***** TASK INPUT

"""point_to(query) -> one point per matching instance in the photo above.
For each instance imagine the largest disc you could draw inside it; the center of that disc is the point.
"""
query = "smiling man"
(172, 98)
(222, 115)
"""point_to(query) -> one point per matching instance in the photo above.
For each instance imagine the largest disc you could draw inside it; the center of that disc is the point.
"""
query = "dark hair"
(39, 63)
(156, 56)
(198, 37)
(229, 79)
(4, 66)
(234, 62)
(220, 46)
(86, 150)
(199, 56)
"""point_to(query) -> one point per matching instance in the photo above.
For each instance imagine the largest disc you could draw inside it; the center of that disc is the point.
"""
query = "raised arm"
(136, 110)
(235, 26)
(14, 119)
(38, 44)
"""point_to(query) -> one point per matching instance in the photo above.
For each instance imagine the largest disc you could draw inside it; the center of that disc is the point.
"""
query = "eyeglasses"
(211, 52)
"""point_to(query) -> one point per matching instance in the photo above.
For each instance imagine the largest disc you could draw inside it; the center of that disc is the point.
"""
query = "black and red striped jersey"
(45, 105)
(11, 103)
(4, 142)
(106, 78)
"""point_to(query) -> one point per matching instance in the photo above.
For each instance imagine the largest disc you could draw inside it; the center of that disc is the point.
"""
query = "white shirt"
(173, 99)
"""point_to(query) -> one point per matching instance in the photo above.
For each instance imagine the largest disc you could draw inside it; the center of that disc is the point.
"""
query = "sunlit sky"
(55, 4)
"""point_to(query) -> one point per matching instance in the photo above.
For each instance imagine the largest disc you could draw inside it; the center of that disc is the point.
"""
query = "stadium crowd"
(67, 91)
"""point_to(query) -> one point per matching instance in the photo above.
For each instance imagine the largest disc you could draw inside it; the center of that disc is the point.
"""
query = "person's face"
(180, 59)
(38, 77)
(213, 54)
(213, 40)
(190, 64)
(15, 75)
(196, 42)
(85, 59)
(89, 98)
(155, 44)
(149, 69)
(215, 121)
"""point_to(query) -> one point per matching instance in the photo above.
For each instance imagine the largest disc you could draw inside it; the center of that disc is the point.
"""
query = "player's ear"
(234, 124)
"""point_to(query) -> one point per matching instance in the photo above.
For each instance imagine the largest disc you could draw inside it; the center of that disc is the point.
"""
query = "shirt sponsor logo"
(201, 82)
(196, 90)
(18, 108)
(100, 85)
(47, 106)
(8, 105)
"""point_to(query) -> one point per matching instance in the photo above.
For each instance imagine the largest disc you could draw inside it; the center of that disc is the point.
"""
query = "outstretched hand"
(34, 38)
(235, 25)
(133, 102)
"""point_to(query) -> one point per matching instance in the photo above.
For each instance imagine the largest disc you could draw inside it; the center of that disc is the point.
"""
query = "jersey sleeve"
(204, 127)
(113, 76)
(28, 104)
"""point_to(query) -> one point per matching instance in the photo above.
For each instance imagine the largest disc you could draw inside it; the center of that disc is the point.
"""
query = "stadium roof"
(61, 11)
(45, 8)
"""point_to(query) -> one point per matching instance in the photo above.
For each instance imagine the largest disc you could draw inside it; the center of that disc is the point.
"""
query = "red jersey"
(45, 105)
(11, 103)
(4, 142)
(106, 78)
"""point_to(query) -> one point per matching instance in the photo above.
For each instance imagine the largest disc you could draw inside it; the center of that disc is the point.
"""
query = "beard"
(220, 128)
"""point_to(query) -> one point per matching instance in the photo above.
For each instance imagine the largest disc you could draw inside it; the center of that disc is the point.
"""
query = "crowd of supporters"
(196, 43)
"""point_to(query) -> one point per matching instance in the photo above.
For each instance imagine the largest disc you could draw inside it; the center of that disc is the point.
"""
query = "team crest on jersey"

**********

- [WHAT YOU HAVE TO DO]
Output the data in full, please, exactly as written.

- [YOUR SOLUTION]
"""point_to(query) -> one point per matching instance in the photo above.
For each instance imagine the largest disc you could draw inside it; the center of that disc is the point.
"""
query = "smiling man"
(172, 98)
(222, 115)
"""point_to(query) -> one point per matching instance in the photo above.
For each instance imagine the largest disc you could draw inside it; the center of that disc is the point.
"""
query = "dark hair"
(39, 63)
(156, 56)
(198, 37)
(229, 79)
(4, 66)
(234, 62)
(220, 46)
(86, 150)
(199, 56)
"""point_to(query) -> one point per matching instance in the photo above.
For each instance imagine the largest disc you could draw inside it; the center of that disc is the point.
"""
query = "raised arm"
(136, 110)
(235, 26)
(14, 119)
(38, 44)
"""point_to(query) -> one point per matching instance in the photo above.
For each instance imagine the largest disc you could draw inside it; the center of that disc is the point.
"""
query = "eyeglasses"
(211, 52)
"""point_to(query) -> one point per matching instance in the photo above.
For each instance imagine the largest disc you could draw inside it; the center of that disc is the point.
"""
query = "black and red striped jersey"
(45, 105)
(11, 103)
(4, 142)
(106, 78)
"""point_to(query) -> one point per matching instance in the photo above.
For each instance imagine the largest disc you could draw inside it; the center of that disc is the point.
"""
query = "white shirt"
(173, 99)
"""point_to(query) -> one point per matching instance in the photo above.
For each instance imagine the largest disc you could draw inside it; the center of that disc is the point.
"""
query = "sunlit sky"
(55, 4)
"""point_to(query) -> one point per matching instance in the photo above.
For each instance imagine the largest disc you could draw inside it; the center of that disc is the point.
"""
query = "stadium crowd"
(67, 91)
"""point_to(query) -> one point per matching instance in the photo above.
For each instance imagine the largest disc you could draw inside it; the center of that disc is the point.
"""
query = "person's face"
(180, 59)
(38, 77)
(213, 54)
(213, 40)
(190, 64)
(15, 75)
(196, 42)
(85, 59)
(89, 98)
(155, 44)
(149, 69)
(215, 121)
"""point_to(query) -> one point per matching instance in the photo above.
For each instance imagine the largest disc you could draw inside it; the center of that disc is the point.
"""
query = "player's ear"
(234, 124)
"""point_to(query) -> one point per matching instance in the photo above.
For each instance imagine the largest disc you could draw inside it; the center of that disc is the point.
"""
query = "shirt sponsor logo"
(201, 82)
(196, 90)
(18, 108)
(100, 85)
(47, 106)
(8, 105)
"""point_to(query) -> one point per matching instance in the photo above.
For each instance imagine the largest disc you could draw inside it; the center of that disc is the point.
"""
query = "outstretched hand"
(34, 38)
(235, 25)
(133, 102)
"""point_to(query) -> one point per matching instance in the photo above.
For each instance imagine the largest disc you could draw inside it; the center of that disc is the point.
"""
query = "jersey sleeve"
(204, 127)
(113, 76)
(28, 104)
"""point_to(query) -> one point per matching instance in the photo above.
For each instance imagine the largest disc you could draw inside it; the center of that disc is the point.
"""
query = "stadium roof"
(61, 11)
(45, 8)
"""point_to(query) -> one point per matching instance in the photo above.
For each instance imagine the largest disc you could draw inside it; the center of that disc is the point.
"""
query = "red jersey"
(45, 105)
(11, 103)
(4, 142)
(106, 78)
"""point_to(query) -> one point per matching instance in the photo above.
For each instance imagine the largest disc you could draw inside it; the center of that disc is the point.
"""
query = "beard"
(220, 128)
"""point_to(query) -> one point per matching instance in the photo above.
For each instance imagine the largest disc you could draw inside it; the center of that disc is the point.
"""
query = "crowd of supporters"
(196, 43)
"""point_to(query) -> one point per matching instance in the photo above.
For each instance imagine the largest disc you could draw inside it; the center of that disc is the point.
"""
query = "team crest on jersey"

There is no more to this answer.